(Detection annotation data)
==*==
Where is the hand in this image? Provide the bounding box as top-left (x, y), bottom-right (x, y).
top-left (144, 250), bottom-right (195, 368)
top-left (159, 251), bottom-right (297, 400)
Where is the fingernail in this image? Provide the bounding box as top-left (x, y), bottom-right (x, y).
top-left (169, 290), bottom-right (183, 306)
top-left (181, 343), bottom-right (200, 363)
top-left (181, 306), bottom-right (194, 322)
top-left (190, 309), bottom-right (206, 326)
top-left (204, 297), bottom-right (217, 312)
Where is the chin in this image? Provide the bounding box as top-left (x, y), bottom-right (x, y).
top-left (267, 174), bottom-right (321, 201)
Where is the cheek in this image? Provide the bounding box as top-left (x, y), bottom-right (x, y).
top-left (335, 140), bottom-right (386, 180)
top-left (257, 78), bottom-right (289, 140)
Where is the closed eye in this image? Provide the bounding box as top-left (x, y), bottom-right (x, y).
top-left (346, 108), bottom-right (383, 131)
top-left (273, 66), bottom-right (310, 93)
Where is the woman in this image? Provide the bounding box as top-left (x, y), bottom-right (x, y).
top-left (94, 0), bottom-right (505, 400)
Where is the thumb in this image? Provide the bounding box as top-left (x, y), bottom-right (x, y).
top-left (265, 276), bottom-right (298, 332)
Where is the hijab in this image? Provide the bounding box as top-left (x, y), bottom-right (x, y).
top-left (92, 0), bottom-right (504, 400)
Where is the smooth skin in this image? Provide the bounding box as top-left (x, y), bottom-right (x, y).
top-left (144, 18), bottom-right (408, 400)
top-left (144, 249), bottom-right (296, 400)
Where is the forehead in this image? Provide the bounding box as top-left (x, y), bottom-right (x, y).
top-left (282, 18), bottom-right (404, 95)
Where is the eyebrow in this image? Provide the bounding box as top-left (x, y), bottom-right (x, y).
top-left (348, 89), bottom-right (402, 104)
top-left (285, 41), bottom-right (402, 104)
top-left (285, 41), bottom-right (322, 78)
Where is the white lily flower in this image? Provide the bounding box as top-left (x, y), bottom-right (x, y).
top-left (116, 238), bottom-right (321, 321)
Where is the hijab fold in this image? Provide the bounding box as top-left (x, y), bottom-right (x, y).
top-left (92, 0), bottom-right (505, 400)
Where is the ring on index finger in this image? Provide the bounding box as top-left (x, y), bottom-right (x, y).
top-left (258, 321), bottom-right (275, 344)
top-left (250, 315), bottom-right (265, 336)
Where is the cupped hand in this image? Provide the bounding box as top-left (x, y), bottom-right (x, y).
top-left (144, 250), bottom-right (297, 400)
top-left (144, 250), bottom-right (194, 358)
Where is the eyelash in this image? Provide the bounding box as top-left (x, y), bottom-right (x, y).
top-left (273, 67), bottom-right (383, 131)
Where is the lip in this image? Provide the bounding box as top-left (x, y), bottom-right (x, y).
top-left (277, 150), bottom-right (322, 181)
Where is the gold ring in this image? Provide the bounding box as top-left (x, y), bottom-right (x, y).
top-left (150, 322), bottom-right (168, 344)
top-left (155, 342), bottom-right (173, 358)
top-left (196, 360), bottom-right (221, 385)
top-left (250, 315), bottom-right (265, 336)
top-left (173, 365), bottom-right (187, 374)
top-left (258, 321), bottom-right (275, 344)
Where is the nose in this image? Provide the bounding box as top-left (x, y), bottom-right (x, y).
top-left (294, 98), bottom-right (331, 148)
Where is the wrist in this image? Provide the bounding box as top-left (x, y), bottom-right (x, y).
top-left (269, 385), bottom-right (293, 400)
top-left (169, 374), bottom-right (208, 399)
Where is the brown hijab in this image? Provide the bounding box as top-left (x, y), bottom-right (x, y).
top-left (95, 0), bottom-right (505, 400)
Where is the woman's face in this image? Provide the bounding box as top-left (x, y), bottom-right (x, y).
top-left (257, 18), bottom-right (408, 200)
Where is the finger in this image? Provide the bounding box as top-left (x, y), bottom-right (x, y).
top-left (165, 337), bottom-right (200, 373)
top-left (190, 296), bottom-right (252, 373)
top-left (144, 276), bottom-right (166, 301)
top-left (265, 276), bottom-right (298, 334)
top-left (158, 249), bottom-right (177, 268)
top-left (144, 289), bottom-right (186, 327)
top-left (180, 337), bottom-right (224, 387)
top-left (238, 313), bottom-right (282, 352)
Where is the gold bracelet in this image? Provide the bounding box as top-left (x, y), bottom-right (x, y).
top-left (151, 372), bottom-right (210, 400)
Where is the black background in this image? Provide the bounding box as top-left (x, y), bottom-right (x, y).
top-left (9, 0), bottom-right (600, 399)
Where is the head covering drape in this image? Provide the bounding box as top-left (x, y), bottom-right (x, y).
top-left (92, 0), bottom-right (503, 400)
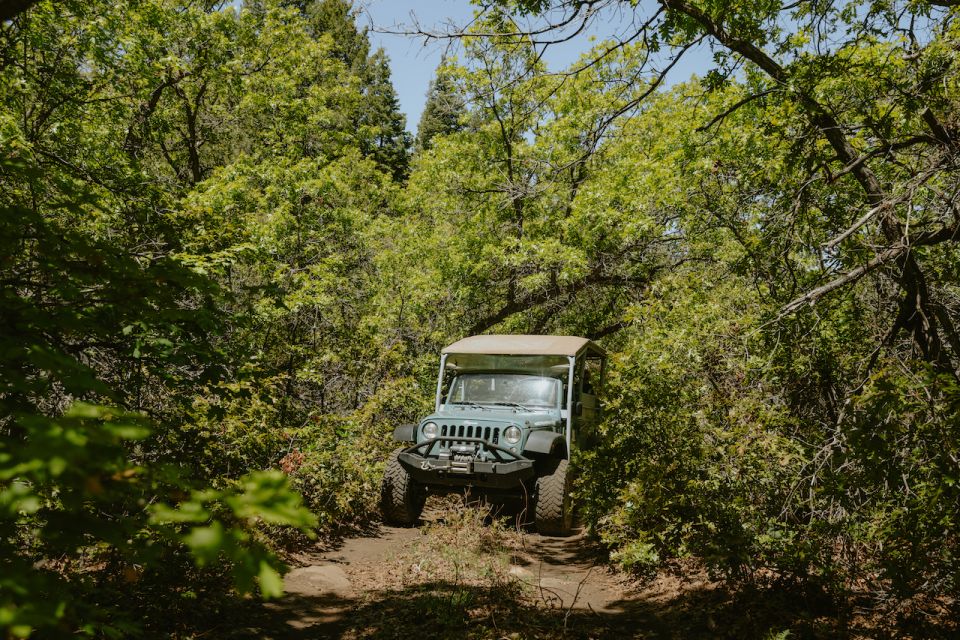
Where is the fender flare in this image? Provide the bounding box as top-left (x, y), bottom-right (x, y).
top-left (523, 431), bottom-right (567, 458)
top-left (393, 424), bottom-right (417, 442)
==*==
> **EXERCISE TASK**
Reproduce the data above with every "bounding box" swapped for "enclosing rectangle" and everything else unchanged. Leave the pictures out of the answer.

> **RESPONSE**
Where is the hand in this image? Provide the enclosing rectangle as top-left (x, y), bottom-right (x, y).
top-left (144, 250), bottom-right (195, 368)
top-left (159, 251), bottom-right (297, 400)
Where is the fingernail in this image? Provide the enclosing rectangle as top-left (x, y), bottom-right (x, y).
top-left (169, 290), bottom-right (183, 306)
top-left (181, 343), bottom-right (200, 363)
top-left (181, 306), bottom-right (194, 322)
top-left (190, 309), bottom-right (206, 326)
top-left (204, 297), bottom-right (217, 312)
Where is the chin in this image? Provide the enclosing rectangle as top-left (x, y), bottom-right (x, y).
top-left (267, 174), bottom-right (321, 201)
Where is the cheek in this image? Provide the enclosing rectangle as top-left (x, y), bottom-right (x, y).
top-left (335, 140), bottom-right (386, 180)
top-left (257, 78), bottom-right (289, 140)
Where is the closed eye in this image? Provide the enclosing rectangle as top-left (x, y), bottom-right (x, y).
top-left (346, 108), bottom-right (383, 131)
top-left (273, 66), bottom-right (310, 93)
Where is the woman in this image? Provide the enclosing rectangle as top-left (x, y), bottom-right (x, y).
top-left (94, 0), bottom-right (505, 400)
Where is the thumb in this image? Provide the enclosing rectangle as top-left (x, y), bottom-right (x, y).
top-left (265, 276), bottom-right (298, 332)
Where is the hijab in this image? Provide the enclosing rectangle as top-left (x, y), bottom-right (x, y).
top-left (92, 0), bottom-right (504, 400)
Where is the smooth skin in this image? Provide the enclosing rectangle as top-left (x, y), bottom-right (x, y).
top-left (144, 18), bottom-right (408, 400)
top-left (144, 249), bottom-right (296, 400)
Where is the forehead in this image? Provide the enclosing rectangle as top-left (x, y), bottom-right (x, y).
top-left (282, 18), bottom-right (404, 95)
Where is the eyebrow in this image? Provide the enclosing rectangle as top-left (x, y), bottom-right (x, y).
top-left (348, 89), bottom-right (402, 104)
top-left (285, 41), bottom-right (402, 104)
top-left (285, 41), bottom-right (322, 78)
Where is the white lily flower in this image? Provide the enclosing rectangle as top-left (x, y), bottom-right (x, y).
top-left (116, 238), bottom-right (321, 321)
Where is the hijab fold in this image? Provide the enclosing rectangle as top-left (x, y), bottom-right (x, y).
top-left (92, 0), bottom-right (505, 400)
Where is the ring on index finger in this image? Provide the enclosing rectangle as top-left (x, y), bottom-right (x, y).
top-left (258, 321), bottom-right (275, 344)
top-left (250, 315), bottom-right (265, 336)
Where is the cupped hand in this image? Provide the enclosing rectangle as top-left (x, y), bottom-right (x, y).
top-left (144, 250), bottom-right (297, 400)
top-left (144, 250), bottom-right (194, 358)
Where is the eyelash in this image? Provide the enclosing rectangle as top-left (x, y), bottom-right (x, y).
top-left (273, 67), bottom-right (383, 131)
Where is the lip in this image? Provide the enclosing rectangle as top-left (x, y), bottom-right (x, y).
top-left (277, 150), bottom-right (322, 181)
Where is the gold ring in this image? Provide the enclosing rectangle as top-left (x, y), bottom-right (x, y).
top-left (150, 322), bottom-right (168, 344)
top-left (155, 342), bottom-right (173, 358)
top-left (196, 360), bottom-right (221, 385)
top-left (250, 315), bottom-right (265, 336)
top-left (173, 365), bottom-right (187, 374)
top-left (258, 321), bottom-right (275, 344)
Where is the nose in this image? Provide the enclosing rectangle as top-left (x, y), bottom-right (x, y).
top-left (294, 98), bottom-right (331, 148)
Where is the wrist in this image? Provide the enclosing rectangle as top-left (x, y), bottom-right (x, y).
top-left (269, 385), bottom-right (293, 400)
top-left (169, 374), bottom-right (208, 399)
Where is the brown hijab in this image? Provide the enclosing rectangle as top-left (x, y), bottom-right (x, y).
top-left (95, 0), bottom-right (505, 400)
Where is the woman's face in this image? Provide the enclosing rectangle as top-left (x, y), bottom-right (x, y).
top-left (257, 18), bottom-right (408, 200)
Where is the finger in this image? Provide the enclosing rectangle as top-left (x, y), bottom-right (x, y).
top-left (165, 337), bottom-right (200, 373)
top-left (190, 296), bottom-right (252, 373)
top-left (144, 276), bottom-right (166, 301)
top-left (265, 276), bottom-right (298, 334)
top-left (158, 249), bottom-right (177, 268)
top-left (144, 289), bottom-right (186, 327)
top-left (180, 337), bottom-right (224, 387)
top-left (238, 313), bottom-right (282, 352)
Where is the gold bracelet in this image? Provide the enclosing rectangle as top-left (x, y), bottom-right (x, y).
top-left (151, 372), bottom-right (210, 400)
Where is the black background in this image? Provide the enclosing rectangle as top-left (x, y), bottom-right (x, y).
top-left (9, 0), bottom-right (600, 399)
Where is the head covering drape in this image? Provide the enclosing rectangle as top-left (x, y), bottom-right (x, y).
top-left (92, 0), bottom-right (503, 400)
Where is the fender flare in this image? Provide the enclosing rectangle as top-left (x, y), bottom-right (x, y).
top-left (523, 431), bottom-right (567, 458)
top-left (393, 424), bottom-right (417, 442)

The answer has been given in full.